### To-do list
**A)** Check each statement against the travel-poster text and answer yes or no, quoting the deciding words from it: (i) the Wrigley Building was completed in 1924; (ii) the artist of the Marseille poster showed the Cathédrale La Major in its true position; (iii) Continental Airlines merged with UAL Corporation in 2010.
**B)** Resume the travel-poster text after its last sentence and keep writing in the same style.

### Page excerpt

--------------------

Lithographic World Travel

For those of us who suffer from acute wanderlust, there is perhaps no better substitute for travel than becoming engrossed in images of far-away places. Travel posters are a great jumping-off point: they introduce us to new cities and landscapes through the artists’ unique and enticing points of view. For further indulgence, we traveled to poster destinations via Google Earth to compare the designers’ interpretations with the actual locations. Follow along with us as we travel the world through posters from our 79th Rare Posters Auction.

Tip: Links to Google Earth are included for each, which can be opened with Google Chrome

123. Continental Airlines / Chicago. ca. 1950.View on Google Earth
Artist: Anonymous
25 1/4 x 39 7/8 in./64 x 101.2 cm
Est: $700-$900

This anonymous artist presents us with a bird’s eye view of Chicago’s Magnificent Mile near the riverway that enters the city from Lake Michigan. At the bottom right is the Wrigley Building—the former headquarters of the famed chewing gum—which was completed in 1924. The arched building that faces the Wrigley is a mixed-use commercial space. Continental Airlines was founded in 1934 and found notable success in the late 70s and 80s; in 2010, the airline merged with UAL Corporation, the parent company of United Airlines.

140. Marseille / Porte de l’Afrique du Nord. 1929.View on Google Earth
Artist: Roger Broders (1883-1953)
24 7/8 x 39 1/4 in./63.3 x 99.7 cm
Est: $5,000-$6,000

At the Porte de L’Afrique du Nord, hoards of international ships fill the peaceful sea as they anticipate new trade opportunities resulting from PLM’s railway expansion. From Broder’s idealized vantage point, we glimpse the Basilique Notre-Dame de la Garde, a church dedicated to the seafarer, rising on the hill; the dome to the left, of the Cathédrale La Major, has been shifted over by the artist to fit in the frame. Nevertheless, the geometric composition, specked with coral red and dreamy sea blue, is a powerful depiction of the monumental change beginning to shake Marseille—and today’s vantage illuminates just how much the port has evolved.

232. France. ca. 1950.View on Google Earth
Artist: Anonymous
24 3/4 x 37 1/4 in./63 x 94.5 cm
Est: $1,700-$2,000

If the luxurious beaches of Biarritz were not enough to sway you, Frank Sinatra’s hand-signed note should do the trick to get you fully on board: “The food’s a gasses / the broads are mothers / and the booze is fine!” The seaside town was a popular destination throughout the 1800s and early 1900s (Picasso, Hemingway, and Cocteau all frequented its beaches), but the German occupation and Allied bombing ravished the area. Thankfully, Ol’ Blue Eyes—along with Marilyn Monroe and Rita Hayworth—rejuvenated the scene and restored the area’s former glory, which flourishes to this day. This poster is hand-signed by Frank Sinatra with a personal note.

--------------------

### Records supplied
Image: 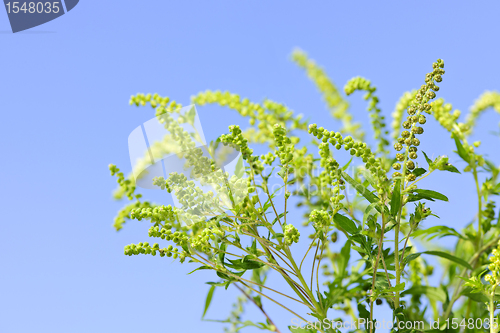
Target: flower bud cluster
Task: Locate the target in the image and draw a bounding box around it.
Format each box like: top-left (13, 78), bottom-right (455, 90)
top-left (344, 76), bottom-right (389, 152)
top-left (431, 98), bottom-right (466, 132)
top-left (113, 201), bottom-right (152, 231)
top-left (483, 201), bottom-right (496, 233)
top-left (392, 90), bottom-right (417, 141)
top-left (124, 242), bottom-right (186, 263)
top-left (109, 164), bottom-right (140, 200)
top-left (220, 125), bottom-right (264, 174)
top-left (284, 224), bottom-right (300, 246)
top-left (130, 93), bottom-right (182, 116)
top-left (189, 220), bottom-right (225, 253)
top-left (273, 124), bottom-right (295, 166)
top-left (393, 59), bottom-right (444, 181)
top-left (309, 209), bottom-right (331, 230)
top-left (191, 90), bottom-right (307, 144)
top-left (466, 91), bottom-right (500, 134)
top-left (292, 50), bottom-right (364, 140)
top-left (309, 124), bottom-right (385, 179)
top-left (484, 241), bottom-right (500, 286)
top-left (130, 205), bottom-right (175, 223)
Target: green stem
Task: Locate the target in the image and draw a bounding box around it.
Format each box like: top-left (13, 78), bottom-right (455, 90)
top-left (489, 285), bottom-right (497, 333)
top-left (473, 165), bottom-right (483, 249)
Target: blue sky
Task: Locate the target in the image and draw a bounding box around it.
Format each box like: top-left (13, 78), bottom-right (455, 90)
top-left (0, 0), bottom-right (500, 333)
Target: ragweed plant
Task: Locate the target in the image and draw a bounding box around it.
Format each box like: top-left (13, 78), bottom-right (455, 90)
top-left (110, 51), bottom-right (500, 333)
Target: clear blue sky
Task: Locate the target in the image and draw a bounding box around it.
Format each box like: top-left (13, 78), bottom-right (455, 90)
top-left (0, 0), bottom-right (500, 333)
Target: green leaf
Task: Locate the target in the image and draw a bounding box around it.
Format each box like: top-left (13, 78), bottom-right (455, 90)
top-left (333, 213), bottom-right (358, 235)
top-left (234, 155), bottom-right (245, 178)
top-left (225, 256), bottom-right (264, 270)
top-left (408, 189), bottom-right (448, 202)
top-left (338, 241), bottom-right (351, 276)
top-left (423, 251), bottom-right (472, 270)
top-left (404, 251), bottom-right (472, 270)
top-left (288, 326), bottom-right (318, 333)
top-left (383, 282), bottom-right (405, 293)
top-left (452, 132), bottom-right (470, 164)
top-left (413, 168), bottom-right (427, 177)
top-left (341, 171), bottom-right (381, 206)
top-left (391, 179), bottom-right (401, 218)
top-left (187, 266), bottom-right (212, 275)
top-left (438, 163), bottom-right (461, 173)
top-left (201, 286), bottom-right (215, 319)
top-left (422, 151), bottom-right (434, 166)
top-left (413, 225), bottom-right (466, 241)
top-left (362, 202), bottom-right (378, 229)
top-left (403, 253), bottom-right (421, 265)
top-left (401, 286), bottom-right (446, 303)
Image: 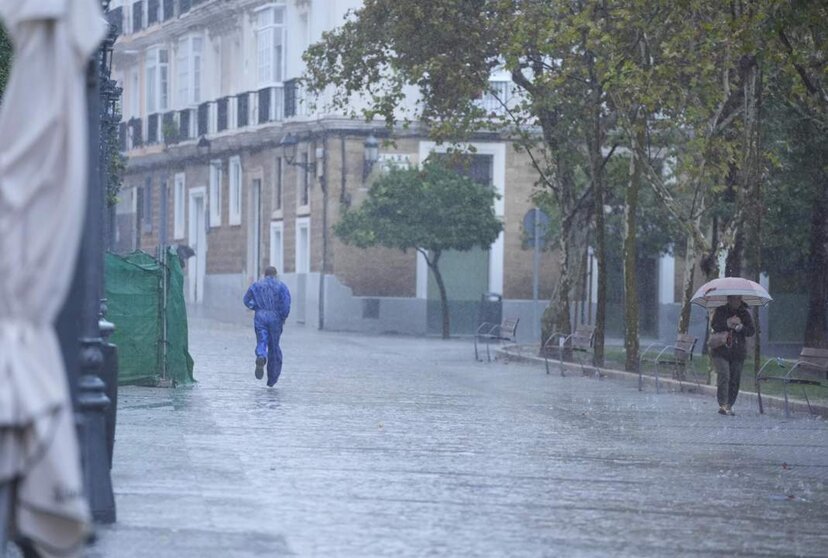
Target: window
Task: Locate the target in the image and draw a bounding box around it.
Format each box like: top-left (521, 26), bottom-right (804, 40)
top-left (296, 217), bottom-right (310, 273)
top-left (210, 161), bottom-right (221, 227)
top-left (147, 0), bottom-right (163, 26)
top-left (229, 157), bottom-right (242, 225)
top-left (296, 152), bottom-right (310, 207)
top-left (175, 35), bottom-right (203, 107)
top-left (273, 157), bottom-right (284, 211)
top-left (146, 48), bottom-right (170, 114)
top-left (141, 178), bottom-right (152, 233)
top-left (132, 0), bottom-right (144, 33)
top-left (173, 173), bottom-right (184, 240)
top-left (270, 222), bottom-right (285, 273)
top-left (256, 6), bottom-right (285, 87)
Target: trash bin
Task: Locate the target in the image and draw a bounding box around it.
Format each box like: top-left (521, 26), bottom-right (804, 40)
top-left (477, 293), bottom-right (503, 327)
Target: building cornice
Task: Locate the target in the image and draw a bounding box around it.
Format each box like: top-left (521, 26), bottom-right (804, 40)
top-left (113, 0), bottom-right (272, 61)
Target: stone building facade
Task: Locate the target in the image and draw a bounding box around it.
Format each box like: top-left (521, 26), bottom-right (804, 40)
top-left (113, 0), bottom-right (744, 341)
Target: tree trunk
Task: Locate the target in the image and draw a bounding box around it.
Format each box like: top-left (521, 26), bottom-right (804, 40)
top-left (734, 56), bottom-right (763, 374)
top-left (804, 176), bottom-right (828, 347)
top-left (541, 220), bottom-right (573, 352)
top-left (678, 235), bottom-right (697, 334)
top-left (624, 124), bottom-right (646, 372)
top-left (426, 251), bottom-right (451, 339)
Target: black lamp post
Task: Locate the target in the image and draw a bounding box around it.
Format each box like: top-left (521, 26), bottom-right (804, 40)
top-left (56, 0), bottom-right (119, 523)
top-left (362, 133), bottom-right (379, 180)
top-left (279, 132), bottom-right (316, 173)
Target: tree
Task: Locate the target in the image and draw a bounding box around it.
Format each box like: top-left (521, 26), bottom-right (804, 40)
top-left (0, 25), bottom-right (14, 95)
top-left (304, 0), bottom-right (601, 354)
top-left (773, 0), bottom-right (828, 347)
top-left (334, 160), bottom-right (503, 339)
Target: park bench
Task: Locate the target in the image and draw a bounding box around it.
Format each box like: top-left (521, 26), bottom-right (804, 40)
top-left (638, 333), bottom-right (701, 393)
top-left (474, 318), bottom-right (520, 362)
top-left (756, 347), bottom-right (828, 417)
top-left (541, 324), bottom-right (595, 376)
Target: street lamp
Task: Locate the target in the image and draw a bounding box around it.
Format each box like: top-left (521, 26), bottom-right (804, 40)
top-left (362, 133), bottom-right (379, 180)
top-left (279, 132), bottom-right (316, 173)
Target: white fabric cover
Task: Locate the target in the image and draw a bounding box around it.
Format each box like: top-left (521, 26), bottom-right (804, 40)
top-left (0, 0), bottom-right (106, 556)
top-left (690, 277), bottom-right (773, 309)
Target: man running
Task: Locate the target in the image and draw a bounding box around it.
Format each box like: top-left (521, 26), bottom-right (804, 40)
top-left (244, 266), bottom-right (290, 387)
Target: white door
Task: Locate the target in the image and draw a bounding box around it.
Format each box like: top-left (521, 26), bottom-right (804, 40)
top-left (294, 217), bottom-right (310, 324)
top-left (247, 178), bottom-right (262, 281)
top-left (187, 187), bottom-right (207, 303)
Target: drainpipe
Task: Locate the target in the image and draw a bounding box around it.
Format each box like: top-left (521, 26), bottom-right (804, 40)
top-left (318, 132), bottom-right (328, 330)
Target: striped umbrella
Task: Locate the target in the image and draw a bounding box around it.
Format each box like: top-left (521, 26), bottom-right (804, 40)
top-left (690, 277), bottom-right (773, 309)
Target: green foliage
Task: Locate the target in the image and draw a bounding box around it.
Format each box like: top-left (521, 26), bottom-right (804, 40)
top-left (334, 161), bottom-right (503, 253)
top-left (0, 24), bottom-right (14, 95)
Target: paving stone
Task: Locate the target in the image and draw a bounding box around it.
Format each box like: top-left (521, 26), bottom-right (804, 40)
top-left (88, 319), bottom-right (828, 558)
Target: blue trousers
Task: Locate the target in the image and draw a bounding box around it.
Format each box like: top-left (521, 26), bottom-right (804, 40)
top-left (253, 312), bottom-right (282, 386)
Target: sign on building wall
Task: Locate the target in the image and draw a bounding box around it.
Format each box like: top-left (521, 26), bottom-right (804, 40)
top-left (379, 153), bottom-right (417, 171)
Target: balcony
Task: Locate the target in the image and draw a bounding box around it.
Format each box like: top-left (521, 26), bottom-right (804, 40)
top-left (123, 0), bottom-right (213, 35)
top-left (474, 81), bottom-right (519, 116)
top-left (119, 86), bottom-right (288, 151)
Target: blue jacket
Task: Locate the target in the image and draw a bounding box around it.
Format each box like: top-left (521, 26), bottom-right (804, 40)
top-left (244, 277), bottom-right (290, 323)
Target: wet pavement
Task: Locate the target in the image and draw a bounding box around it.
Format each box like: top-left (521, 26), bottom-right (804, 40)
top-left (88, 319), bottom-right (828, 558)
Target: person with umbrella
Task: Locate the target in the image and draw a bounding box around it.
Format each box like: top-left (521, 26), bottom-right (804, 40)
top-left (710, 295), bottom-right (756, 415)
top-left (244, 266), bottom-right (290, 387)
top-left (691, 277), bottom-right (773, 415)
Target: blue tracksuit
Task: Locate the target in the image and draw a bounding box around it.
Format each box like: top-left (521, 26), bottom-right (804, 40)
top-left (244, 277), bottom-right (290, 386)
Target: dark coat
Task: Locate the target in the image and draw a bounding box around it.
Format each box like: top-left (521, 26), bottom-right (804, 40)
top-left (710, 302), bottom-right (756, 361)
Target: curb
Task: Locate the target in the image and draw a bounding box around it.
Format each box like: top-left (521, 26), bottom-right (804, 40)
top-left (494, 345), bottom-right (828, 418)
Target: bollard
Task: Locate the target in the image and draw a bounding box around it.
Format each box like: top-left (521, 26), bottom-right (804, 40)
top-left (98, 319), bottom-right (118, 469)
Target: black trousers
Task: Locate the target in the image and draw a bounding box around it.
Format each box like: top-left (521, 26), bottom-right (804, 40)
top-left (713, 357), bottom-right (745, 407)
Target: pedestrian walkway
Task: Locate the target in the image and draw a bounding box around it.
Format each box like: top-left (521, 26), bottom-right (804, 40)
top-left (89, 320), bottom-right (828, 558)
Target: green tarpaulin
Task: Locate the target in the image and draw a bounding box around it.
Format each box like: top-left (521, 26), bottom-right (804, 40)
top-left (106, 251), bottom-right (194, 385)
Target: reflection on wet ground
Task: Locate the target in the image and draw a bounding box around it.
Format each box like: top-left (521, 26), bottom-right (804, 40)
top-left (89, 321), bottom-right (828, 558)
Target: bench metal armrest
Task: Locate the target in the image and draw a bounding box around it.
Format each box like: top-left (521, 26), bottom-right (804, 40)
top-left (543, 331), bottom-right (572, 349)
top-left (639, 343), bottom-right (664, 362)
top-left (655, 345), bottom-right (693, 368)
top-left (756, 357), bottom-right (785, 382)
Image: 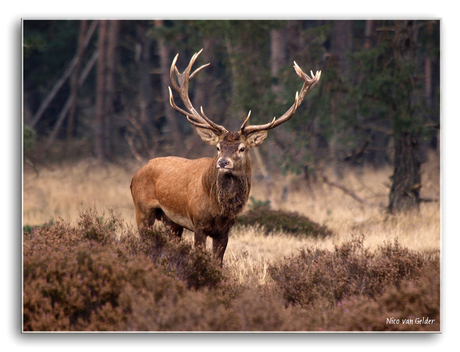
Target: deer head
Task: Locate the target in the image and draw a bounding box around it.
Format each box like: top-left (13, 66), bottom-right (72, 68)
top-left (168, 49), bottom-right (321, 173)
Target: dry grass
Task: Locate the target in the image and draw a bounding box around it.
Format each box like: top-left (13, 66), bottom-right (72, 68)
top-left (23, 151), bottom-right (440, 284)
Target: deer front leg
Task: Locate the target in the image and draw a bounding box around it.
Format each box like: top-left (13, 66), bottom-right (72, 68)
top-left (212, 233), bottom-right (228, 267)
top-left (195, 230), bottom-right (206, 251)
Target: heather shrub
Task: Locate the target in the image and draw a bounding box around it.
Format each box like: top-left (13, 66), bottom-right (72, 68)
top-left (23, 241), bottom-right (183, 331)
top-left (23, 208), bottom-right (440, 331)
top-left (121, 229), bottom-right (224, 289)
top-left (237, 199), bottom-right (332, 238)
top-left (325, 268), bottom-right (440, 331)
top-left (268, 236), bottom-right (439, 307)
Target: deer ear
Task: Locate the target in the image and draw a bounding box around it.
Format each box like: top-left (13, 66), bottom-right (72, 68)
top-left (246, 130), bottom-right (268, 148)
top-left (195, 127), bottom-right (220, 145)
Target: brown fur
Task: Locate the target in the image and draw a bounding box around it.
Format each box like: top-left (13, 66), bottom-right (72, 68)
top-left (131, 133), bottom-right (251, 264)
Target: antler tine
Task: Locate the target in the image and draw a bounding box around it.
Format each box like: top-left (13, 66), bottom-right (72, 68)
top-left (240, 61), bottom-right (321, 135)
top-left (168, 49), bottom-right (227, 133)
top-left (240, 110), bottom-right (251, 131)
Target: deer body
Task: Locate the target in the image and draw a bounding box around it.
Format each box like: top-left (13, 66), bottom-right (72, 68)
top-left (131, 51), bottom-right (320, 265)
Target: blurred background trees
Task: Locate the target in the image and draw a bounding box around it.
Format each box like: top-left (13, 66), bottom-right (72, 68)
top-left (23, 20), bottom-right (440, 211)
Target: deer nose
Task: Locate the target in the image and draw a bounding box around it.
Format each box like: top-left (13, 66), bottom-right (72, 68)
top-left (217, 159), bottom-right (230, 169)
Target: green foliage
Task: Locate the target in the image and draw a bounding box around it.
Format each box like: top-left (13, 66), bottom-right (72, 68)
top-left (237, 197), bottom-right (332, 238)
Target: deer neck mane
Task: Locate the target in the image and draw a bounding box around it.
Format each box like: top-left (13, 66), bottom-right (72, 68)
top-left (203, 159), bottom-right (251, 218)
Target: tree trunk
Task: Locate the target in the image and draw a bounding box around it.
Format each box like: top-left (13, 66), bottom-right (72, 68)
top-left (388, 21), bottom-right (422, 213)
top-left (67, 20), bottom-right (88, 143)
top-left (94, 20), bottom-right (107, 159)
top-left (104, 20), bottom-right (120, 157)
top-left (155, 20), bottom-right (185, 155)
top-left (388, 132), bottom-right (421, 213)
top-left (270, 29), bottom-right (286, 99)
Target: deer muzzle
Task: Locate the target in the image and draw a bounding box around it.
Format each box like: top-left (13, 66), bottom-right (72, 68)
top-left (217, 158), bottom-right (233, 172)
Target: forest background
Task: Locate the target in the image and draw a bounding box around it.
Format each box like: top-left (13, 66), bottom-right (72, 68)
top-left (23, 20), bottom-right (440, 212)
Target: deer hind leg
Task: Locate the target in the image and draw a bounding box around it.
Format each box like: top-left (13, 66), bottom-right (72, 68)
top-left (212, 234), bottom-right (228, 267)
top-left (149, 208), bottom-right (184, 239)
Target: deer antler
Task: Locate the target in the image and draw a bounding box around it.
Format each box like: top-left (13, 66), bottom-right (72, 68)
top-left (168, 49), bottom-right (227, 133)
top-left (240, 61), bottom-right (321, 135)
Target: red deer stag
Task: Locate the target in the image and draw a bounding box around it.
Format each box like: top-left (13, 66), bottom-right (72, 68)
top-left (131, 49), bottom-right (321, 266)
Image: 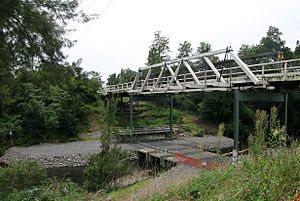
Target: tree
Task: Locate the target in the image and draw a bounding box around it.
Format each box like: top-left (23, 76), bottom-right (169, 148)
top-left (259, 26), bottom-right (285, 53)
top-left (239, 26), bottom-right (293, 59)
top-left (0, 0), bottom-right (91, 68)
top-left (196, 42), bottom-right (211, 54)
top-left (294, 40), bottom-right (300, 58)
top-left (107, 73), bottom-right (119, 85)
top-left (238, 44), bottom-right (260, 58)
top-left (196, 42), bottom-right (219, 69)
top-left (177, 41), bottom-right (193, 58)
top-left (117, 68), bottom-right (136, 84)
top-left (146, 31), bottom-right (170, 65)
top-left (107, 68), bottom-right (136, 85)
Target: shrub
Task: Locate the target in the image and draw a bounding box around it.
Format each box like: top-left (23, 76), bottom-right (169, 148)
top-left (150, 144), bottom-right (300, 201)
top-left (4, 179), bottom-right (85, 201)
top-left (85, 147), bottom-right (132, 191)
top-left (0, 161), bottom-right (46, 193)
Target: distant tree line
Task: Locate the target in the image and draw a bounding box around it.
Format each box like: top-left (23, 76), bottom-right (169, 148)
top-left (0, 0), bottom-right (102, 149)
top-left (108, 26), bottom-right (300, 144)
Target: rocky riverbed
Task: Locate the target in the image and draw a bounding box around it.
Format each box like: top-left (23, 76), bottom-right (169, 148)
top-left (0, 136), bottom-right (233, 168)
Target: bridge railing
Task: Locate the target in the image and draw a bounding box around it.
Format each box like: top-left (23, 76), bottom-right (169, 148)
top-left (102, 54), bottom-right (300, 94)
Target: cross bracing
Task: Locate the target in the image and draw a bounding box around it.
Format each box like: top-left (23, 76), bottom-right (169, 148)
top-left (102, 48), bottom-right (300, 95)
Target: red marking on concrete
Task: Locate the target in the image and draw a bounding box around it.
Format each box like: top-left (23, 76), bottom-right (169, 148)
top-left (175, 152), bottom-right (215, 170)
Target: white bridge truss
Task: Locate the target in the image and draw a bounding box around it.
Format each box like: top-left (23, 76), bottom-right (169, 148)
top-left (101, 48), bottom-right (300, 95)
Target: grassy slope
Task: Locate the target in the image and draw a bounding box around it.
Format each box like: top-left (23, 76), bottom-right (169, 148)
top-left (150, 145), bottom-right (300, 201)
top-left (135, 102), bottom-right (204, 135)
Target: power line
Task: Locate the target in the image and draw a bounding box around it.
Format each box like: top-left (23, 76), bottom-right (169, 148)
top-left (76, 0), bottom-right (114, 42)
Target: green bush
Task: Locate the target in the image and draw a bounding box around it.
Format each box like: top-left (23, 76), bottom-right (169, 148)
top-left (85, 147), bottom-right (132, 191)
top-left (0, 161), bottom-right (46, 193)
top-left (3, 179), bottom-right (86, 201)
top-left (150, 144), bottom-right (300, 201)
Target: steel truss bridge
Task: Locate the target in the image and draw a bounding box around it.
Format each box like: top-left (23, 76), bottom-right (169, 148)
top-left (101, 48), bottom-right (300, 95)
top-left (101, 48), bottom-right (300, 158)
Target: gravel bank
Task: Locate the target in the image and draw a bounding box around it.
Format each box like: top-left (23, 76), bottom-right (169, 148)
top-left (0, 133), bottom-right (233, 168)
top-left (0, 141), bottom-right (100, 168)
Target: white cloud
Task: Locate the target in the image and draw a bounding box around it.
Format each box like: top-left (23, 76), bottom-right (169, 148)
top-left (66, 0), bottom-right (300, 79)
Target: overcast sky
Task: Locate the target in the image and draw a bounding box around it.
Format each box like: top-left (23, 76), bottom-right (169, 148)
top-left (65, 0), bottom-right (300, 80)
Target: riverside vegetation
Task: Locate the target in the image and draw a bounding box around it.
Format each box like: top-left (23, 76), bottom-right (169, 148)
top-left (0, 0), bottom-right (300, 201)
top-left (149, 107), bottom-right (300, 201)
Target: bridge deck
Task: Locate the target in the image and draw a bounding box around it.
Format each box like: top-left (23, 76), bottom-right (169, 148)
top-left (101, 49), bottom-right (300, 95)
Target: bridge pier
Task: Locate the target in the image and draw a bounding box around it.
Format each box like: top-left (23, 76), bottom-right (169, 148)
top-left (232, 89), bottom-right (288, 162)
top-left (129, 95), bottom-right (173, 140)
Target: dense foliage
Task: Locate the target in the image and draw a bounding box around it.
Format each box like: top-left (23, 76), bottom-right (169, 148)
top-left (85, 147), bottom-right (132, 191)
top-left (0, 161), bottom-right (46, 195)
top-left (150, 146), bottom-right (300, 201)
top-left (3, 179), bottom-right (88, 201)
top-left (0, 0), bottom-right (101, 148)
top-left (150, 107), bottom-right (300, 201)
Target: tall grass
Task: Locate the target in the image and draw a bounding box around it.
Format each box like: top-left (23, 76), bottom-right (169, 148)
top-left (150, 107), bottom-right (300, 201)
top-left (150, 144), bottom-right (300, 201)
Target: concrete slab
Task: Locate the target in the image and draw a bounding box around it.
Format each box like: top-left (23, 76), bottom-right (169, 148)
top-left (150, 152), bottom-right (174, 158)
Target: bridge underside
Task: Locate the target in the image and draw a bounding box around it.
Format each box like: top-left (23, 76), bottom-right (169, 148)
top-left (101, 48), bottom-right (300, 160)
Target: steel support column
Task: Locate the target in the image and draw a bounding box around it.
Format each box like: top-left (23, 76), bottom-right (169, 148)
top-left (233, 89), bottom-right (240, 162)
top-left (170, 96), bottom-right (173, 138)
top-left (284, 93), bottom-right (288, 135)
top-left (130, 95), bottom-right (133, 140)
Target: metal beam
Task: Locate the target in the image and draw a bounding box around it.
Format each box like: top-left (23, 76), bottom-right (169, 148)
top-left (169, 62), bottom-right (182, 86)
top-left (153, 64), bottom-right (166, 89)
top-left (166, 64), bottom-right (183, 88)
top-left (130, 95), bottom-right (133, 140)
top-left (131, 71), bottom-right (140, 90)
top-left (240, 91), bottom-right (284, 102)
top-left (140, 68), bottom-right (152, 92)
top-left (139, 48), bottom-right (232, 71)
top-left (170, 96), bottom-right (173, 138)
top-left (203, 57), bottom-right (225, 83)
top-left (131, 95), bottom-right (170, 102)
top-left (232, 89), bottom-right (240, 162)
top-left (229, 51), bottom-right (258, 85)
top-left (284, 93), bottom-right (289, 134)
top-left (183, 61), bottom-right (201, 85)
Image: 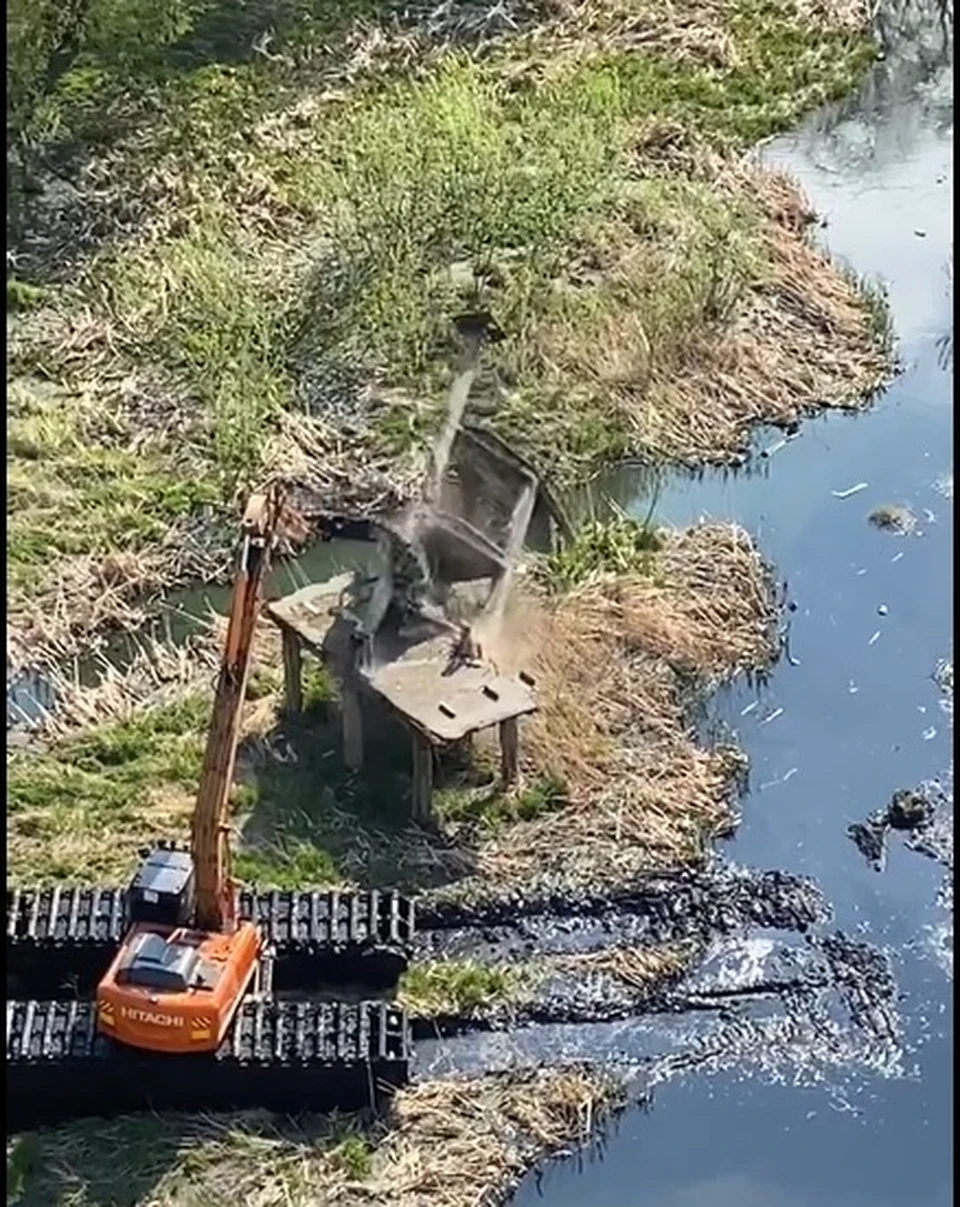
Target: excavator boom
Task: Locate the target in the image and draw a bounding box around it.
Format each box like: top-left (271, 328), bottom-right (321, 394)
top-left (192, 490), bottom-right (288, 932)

--------------------

### Final answers
**A)**
(i) Yes: "which was completed in 1924."
(ii) No: "the dome to the left, of the Cathédrale La Major, has been shifted over by the artist to fit in the frame."
(iii) Yes: "in 2010, the airline merged with UAL Corporation, the parent company of United Airlines."

**B)**
255. Florence. 1921.View on Google Earth
Artist: Roger Broders (1883-1953)
29 3/4 x 41 1/4 in./75.5 x 104.8 cm
Est: $1,400-$1,700

While many artists have chosen to portray the beauty of Florence bathed in sunlight, Broders gives the viewer a more intimate, romantic view of the famed city twinkling in the moonlight. While the artist’s perspective is a bit skewed, it’s quite remarkable to see how many details are not only accurate, but prevail to this very day.

258. Amalfi. 1950.View on Google Earth
Artist: Buttoni
26 x 38 in./66 x 96.5 cm
Est: $1,000-$1,200

In a pseudo-surrealist bent, Buttoni places the Amalfi coast within a conch shell. The shells can be found scattered along the picturesque beaches, and for centuries, local artisans have used these natural elements to create cameo engravings and other souvenirs.

332. St. Andrews : Maquette. 1925.View on Google Earth
Artist: Henry George Gawthorn (1879-1941)
49 3/4 x 39 1/2 in./126.5 x 100.3 cm
Est: $14,000-$17,000

“… possibly the most famous place in Scotland, and certainly for sports fans. St. Andrews is world famous for its golf: indeed, it is the home of golf, with the Royal and Ancient (Golf Club) dominating this part of the country. The ancient university City of St. Andrews lies at the extreme end of the Fife peninsula, where the North Sea washes a rocky headland flanked by sandy bays housing the most famous golf course in the world” (Furness, p. 56-57). In Gawthorn’s lush maquette, stylish male and female golfers take to the green; bathers tan on the rocky outcrops; and, in the distance, the university towers majestically. It’s difficult to say whether the beach bluffs once existed or if they were placed there by the artist, but there’s no denying that the landscape and amenities have been updated for our modern times.

382. Santa Margherita Ligure. 1934.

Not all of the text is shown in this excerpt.